MATERIALS PROVIDED:
= = =

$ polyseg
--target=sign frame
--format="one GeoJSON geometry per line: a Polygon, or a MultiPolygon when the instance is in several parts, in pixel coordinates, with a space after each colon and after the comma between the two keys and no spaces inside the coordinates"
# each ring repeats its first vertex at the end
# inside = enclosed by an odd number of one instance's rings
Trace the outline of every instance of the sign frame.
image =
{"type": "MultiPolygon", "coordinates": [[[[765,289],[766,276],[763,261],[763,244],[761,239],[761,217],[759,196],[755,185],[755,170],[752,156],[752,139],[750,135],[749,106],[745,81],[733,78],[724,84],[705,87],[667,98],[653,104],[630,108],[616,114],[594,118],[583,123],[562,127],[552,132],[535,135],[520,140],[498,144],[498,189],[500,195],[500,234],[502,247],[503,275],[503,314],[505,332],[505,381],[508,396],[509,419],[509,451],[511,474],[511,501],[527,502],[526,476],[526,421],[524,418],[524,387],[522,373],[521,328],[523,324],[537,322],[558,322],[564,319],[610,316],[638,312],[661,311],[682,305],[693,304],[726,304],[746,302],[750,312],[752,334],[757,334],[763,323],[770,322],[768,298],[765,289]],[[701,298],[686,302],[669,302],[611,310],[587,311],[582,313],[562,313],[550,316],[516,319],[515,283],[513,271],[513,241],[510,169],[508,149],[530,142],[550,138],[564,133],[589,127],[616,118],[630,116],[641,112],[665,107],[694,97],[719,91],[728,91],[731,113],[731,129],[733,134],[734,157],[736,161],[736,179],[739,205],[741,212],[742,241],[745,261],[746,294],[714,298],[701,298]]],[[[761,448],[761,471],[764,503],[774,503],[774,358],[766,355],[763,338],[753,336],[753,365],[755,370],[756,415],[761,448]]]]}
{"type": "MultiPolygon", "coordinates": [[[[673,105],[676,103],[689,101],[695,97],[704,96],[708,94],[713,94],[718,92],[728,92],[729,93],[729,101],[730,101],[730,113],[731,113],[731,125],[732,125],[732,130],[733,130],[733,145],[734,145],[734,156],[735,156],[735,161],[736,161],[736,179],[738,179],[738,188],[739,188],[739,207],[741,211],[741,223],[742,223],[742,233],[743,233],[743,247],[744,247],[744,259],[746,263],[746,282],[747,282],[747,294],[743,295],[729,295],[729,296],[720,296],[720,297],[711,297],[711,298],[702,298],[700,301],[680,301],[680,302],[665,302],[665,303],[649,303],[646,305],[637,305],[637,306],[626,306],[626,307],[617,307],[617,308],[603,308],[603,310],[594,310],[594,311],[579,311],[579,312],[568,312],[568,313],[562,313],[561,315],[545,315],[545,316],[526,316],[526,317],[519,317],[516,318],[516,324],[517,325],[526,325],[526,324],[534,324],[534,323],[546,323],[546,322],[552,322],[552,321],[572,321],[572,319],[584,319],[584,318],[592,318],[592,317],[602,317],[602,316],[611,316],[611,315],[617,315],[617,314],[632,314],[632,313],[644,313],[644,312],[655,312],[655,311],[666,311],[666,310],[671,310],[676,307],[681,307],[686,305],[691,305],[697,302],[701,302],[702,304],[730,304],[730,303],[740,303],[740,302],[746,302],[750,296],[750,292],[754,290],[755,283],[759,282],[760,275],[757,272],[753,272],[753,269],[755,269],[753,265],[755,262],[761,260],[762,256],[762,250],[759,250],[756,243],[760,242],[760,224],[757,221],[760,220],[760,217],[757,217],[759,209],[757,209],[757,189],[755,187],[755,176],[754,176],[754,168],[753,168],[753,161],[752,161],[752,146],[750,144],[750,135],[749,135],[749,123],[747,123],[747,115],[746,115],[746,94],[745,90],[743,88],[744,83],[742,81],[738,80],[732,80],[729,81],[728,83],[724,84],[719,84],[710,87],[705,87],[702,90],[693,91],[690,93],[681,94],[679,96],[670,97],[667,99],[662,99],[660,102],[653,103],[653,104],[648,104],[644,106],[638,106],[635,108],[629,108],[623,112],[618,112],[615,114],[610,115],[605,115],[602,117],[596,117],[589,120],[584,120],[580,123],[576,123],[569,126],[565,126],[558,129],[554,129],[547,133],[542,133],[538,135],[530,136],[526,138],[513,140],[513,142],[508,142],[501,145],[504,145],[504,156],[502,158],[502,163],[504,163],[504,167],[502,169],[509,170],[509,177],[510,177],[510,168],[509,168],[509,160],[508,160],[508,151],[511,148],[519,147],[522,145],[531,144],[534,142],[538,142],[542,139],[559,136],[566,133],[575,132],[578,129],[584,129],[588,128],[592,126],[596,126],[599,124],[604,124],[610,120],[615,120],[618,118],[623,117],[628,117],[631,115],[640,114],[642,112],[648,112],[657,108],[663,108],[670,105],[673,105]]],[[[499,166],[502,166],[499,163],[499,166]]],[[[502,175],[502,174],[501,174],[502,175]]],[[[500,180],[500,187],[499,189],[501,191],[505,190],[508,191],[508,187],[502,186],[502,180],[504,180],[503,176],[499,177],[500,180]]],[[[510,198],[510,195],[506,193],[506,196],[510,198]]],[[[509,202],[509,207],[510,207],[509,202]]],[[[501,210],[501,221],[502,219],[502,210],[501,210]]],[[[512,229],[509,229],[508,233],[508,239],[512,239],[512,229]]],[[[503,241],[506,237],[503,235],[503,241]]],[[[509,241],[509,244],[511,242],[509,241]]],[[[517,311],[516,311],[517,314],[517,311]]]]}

= = =

Every entry above should be retyped exactly as shown.

$ polyseg
--target=sign frame
--format="one GeoJSON geometry per line: a Polygon, or a MultiPolygon when the instance is in several parts, in pixel coordinates, with a space after each colon and after the comma between the two keys and no spaces inside the coordinates"
# each ring repeats its first vertex at the end
# inside = enclosed by an odd number of one instance's rings
Trace the outline of every instance of the sign frame.
image =
{"type": "MultiPolygon", "coordinates": [[[[765,289],[766,276],[763,261],[763,244],[761,239],[761,217],[759,196],[755,185],[755,170],[752,156],[752,139],[750,135],[749,106],[745,81],[733,78],[724,84],[705,87],[667,98],[653,104],[630,108],[616,114],[594,118],[583,123],[562,127],[552,132],[535,135],[520,140],[498,144],[498,189],[500,195],[500,234],[502,247],[503,275],[503,314],[505,332],[505,381],[508,396],[509,419],[509,451],[511,474],[511,501],[527,502],[526,476],[526,421],[524,418],[524,387],[522,373],[521,328],[523,324],[537,322],[558,322],[564,319],[610,316],[638,312],[661,311],[682,305],[693,304],[726,304],[746,302],[750,312],[752,334],[757,334],[763,323],[770,322],[768,298],[765,289]],[[701,298],[686,302],[669,302],[611,310],[587,311],[582,313],[562,313],[550,316],[516,319],[515,283],[513,271],[513,241],[510,169],[508,149],[530,142],[550,138],[564,133],[589,127],[616,118],[630,116],[641,112],[665,107],[694,97],[719,91],[728,91],[731,113],[731,129],[733,134],[734,157],[736,161],[736,179],[739,205],[741,212],[742,241],[745,261],[746,294],[714,298],[701,298]]],[[[761,448],[761,471],[764,503],[774,503],[774,358],[766,355],[763,338],[753,336],[753,365],[755,370],[756,415],[761,448]]]]}
{"type": "MultiPolygon", "coordinates": [[[[673,105],[676,103],[689,101],[695,97],[704,96],[708,94],[713,94],[718,92],[728,92],[729,93],[729,101],[730,101],[730,113],[731,113],[731,125],[732,125],[732,130],[733,130],[733,145],[734,145],[734,156],[735,156],[735,161],[736,161],[736,179],[738,179],[738,188],[739,188],[739,207],[741,211],[741,223],[742,223],[742,233],[743,233],[743,247],[744,247],[744,259],[746,263],[746,282],[747,282],[747,294],[743,295],[729,295],[729,296],[720,296],[720,297],[711,297],[711,298],[702,298],[700,301],[680,301],[680,302],[665,302],[665,303],[649,303],[646,305],[637,305],[637,306],[626,306],[626,307],[617,307],[617,308],[603,308],[603,310],[594,310],[594,311],[579,311],[579,312],[568,312],[568,313],[562,313],[561,315],[545,315],[545,316],[526,316],[526,317],[519,317],[516,318],[516,324],[517,325],[526,325],[526,324],[534,324],[534,323],[546,323],[546,322],[552,322],[552,321],[572,321],[572,319],[584,319],[584,318],[592,318],[592,317],[602,317],[602,316],[611,316],[611,315],[617,315],[617,314],[632,314],[632,313],[644,313],[644,312],[655,312],[655,311],[666,311],[666,310],[671,310],[676,307],[681,307],[686,305],[691,305],[697,302],[701,302],[702,304],[730,304],[730,303],[740,303],[740,302],[746,302],[750,296],[750,292],[754,290],[755,283],[759,282],[760,275],[757,272],[753,272],[753,269],[755,269],[753,265],[755,262],[761,260],[762,256],[762,250],[759,250],[756,243],[760,242],[760,224],[757,221],[760,220],[760,217],[757,217],[759,209],[757,209],[757,189],[755,187],[755,176],[754,176],[754,168],[753,168],[753,161],[752,161],[752,146],[750,144],[750,135],[749,135],[749,123],[747,123],[747,115],[746,115],[746,94],[745,90],[743,88],[744,83],[742,81],[738,80],[732,80],[729,81],[728,83],[724,84],[719,84],[710,87],[705,87],[702,90],[693,91],[690,93],[681,94],[679,96],[670,97],[667,99],[662,99],[660,102],[653,103],[653,104],[648,104],[644,106],[638,106],[635,108],[629,108],[623,112],[618,112],[615,114],[610,115],[605,115],[602,117],[596,117],[589,120],[584,120],[580,123],[576,123],[569,126],[565,126],[558,129],[554,129],[547,133],[542,133],[538,135],[530,136],[526,138],[513,140],[513,142],[508,142],[501,145],[504,145],[504,156],[502,158],[502,163],[504,163],[504,167],[502,169],[509,170],[509,177],[510,177],[510,168],[509,168],[509,160],[508,160],[508,151],[511,148],[519,147],[522,145],[531,144],[534,142],[538,142],[542,139],[559,136],[566,133],[575,132],[578,129],[584,129],[588,128],[592,126],[596,126],[599,124],[604,124],[610,120],[615,120],[618,118],[623,117],[628,117],[631,115],[640,114],[642,112],[648,112],[657,108],[663,108],[670,105],[673,105]]],[[[499,166],[502,166],[499,163],[499,166]]],[[[502,175],[502,174],[501,174],[502,175]]],[[[500,180],[500,187],[499,189],[501,191],[505,190],[508,191],[508,187],[502,186],[502,180],[504,180],[503,176],[499,177],[500,180]]],[[[510,198],[510,195],[506,193],[506,196],[510,198]]],[[[509,202],[509,207],[510,207],[509,202]]],[[[501,210],[501,221],[502,219],[502,210],[501,210]]],[[[512,229],[509,229],[508,233],[508,239],[512,239],[512,229]]],[[[503,241],[506,237],[503,235],[503,241]]],[[[509,241],[509,244],[511,242],[509,241]]],[[[517,311],[516,311],[517,314],[517,311]]]]}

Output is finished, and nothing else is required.